(Supplied data)
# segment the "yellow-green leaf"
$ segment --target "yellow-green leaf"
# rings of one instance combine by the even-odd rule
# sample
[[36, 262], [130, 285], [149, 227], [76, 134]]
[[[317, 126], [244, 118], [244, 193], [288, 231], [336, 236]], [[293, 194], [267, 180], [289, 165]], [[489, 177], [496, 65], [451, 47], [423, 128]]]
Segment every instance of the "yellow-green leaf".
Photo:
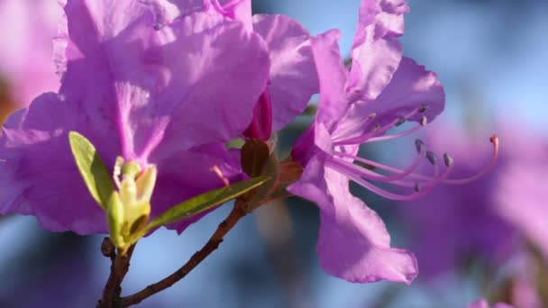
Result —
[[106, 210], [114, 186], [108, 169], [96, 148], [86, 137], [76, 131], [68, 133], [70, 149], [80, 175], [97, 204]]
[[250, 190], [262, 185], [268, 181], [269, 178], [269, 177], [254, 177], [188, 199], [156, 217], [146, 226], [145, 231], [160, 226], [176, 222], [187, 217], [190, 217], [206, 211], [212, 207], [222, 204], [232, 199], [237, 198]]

(Written instruction)
Could you write out the records again with "yellow-green leaf" swapped for "maple leaf" everywhere and nothing else altered, leaving out the pictures?

(Answer to this task)
# segment the "maple leaf"
$ segment --target "maple leaf"
# rings of one instance combine by the even-odd rule
# sample
[[36, 262], [130, 285], [149, 227], [76, 134]]
[[[317, 126], [244, 118], [244, 193], [288, 231], [336, 236]], [[293, 194], [267, 180], [289, 165]], [[489, 177], [496, 65], [451, 47], [423, 128]]]
Segment every instance of the "maple leaf".
Photo:
Result —
[[106, 210], [114, 186], [108, 169], [96, 148], [86, 137], [76, 131], [68, 133], [70, 149], [80, 175], [97, 204]]
[[250, 190], [262, 185], [268, 181], [269, 178], [269, 177], [254, 177], [188, 199], [156, 217], [146, 226], [145, 231], [160, 226], [176, 222], [187, 217], [190, 217], [206, 211], [212, 207], [222, 204], [232, 199], [237, 198]]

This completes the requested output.